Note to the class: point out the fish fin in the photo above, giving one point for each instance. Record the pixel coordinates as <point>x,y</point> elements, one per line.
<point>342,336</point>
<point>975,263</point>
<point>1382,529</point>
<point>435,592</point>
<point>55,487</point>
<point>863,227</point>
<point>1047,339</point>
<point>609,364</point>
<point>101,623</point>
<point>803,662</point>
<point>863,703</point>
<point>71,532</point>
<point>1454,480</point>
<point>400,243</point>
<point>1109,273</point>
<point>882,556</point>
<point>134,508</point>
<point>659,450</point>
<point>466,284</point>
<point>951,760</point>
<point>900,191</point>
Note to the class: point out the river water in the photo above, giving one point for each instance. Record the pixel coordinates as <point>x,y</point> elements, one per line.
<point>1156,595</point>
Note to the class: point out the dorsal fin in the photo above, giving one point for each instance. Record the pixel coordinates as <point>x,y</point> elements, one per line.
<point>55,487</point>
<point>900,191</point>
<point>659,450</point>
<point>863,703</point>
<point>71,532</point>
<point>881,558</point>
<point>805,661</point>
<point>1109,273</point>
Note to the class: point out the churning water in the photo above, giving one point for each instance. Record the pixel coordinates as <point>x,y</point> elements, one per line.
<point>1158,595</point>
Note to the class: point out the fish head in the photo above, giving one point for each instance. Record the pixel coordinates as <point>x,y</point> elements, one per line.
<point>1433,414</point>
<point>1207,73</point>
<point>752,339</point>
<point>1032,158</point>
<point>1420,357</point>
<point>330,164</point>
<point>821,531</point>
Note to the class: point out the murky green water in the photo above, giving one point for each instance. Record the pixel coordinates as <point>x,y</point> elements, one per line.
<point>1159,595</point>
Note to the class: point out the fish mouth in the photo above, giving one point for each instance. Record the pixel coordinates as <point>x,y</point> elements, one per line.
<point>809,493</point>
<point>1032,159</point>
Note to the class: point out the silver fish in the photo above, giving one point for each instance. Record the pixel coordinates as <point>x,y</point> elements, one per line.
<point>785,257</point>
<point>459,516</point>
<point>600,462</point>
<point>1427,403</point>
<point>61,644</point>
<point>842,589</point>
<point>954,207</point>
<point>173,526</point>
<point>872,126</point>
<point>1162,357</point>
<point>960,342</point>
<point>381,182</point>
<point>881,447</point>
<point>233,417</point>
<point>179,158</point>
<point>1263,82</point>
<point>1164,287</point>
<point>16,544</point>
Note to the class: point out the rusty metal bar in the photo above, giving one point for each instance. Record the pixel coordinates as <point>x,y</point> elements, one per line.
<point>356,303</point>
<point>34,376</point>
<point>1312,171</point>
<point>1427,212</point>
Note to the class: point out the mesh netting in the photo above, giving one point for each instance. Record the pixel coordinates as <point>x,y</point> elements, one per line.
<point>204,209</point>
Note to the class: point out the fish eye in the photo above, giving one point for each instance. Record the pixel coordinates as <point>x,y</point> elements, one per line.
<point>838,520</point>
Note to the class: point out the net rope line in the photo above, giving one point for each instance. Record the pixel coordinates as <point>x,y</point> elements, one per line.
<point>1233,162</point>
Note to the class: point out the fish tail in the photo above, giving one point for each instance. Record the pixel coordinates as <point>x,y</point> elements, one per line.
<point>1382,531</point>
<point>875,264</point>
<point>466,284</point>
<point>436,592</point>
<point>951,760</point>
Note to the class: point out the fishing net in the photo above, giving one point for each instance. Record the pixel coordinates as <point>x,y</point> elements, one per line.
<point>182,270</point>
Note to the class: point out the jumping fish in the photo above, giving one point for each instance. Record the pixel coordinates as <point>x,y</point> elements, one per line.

********************

What is required:
Give the data again in full, keeping every line as it was.

Expected answer:
Note to the class: point out the fish fin in the photo above, giving one point for each instance. Record the pixel coordinates as <point>x,y</point> elements, one per line.
<point>342,336</point>
<point>975,263</point>
<point>1382,529</point>
<point>435,592</point>
<point>55,487</point>
<point>863,227</point>
<point>1047,339</point>
<point>609,364</point>
<point>101,623</point>
<point>803,662</point>
<point>863,703</point>
<point>71,532</point>
<point>1454,480</point>
<point>400,243</point>
<point>1109,273</point>
<point>882,556</point>
<point>134,508</point>
<point>659,450</point>
<point>466,284</point>
<point>951,760</point>
<point>900,191</point>
Note to the class: point out the river water in the photo above, giving one point for each instance. Record the pixel coordinates as <point>x,y</point> elements, one per line.
<point>1156,595</point>
Note to the class: point out the dorsal fin in the photo above, giving one point for each instance. Record the pixel coordinates as <point>x,y</point> elements, one per line.
<point>55,487</point>
<point>900,191</point>
<point>659,450</point>
<point>863,703</point>
<point>71,532</point>
<point>881,558</point>
<point>805,661</point>
<point>1109,273</point>
Note to the class: point out the churning water in the photo above, giving one point for each instance. Record the pixel coordinates as <point>x,y</point> elements, one per line.
<point>1158,595</point>
Note to the class: point out the fish head in the photo above, giving one point for each instance. Record the pixel coordinates as <point>x,y</point> elements, one per line.
<point>1433,414</point>
<point>1207,73</point>
<point>752,339</point>
<point>1032,158</point>
<point>1420,357</point>
<point>330,164</point>
<point>821,531</point>
Note to the class: point out the murky green water in the photo above, giving one point for each instance. Record the pixel coordinates as <point>x,y</point> elements, one per line.
<point>1159,595</point>
Note to the class: point out the fish mouth in the photo above, giving one point for each instance. Record the pixel coordinates as <point>x,y</point> elements, one per line.
<point>809,493</point>
<point>1032,159</point>
Note to the class: point out the silver fish in the photo above, giving one point for each instance. Record the pixel coordinates as <point>x,y</point> elements, one per line.
<point>785,257</point>
<point>459,516</point>
<point>600,462</point>
<point>1427,403</point>
<point>61,644</point>
<point>842,589</point>
<point>954,207</point>
<point>173,526</point>
<point>872,126</point>
<point>1162,357</point>
<point>960,342</point>
<point>381,182</point>
<point>881,447</point>
<point>233,417</point>
<point>179,158</point>
<point>1263,82</point>
<point>1164,287</point>
<point>16,544</point>
Note to the class: point out the rusty metal bar in the photo above, giving one point for each instance. Record the pixel coordinates as <point>x,y</point> elements, one per line.
<point>356,303</point>
<point>34,376</point>
<point>1312,171</point>
<point>1427,212</point>
Note to the class: point out the mesh netting in the photo above, giving one point for each instance. Record the pixel coordinates as <point>x,y</point> elements, one per line.
<point>204,209</point>
Note to the class: point out the fish eye in the photo above, giving one point for each instance. Record the pixel coordinates as <point>x,y</point> elements, one per line.
<point>838,520</point>
Note to the class: point out the net rope line in the photo above, giving one point for each instance. Record the pixel coordinates as <point>x,y</point> elements, one per line.
<point>1233,162</point>
Note to the class: point out the fish tail in the photo above, giving one point for each instance. Record the pixel coordinates as <point>x,y</point> elements, one per line.
<point>1382,531</point>
<point>875,264</point>
<point>466,284</point>
<point>436,592</point>
<point>951,760</point>
Note to the class: point out the fishing net in the photo above, giving one point for each instance. Record the pixel coordinates as <point>x,y</point> elements, one per line.
<point>182,270</point>
Note to the class: point out the jumping fish in the photo above, giving one point for each instance. Record the pixel coordinates as <point>x,y</point> elements, one per line.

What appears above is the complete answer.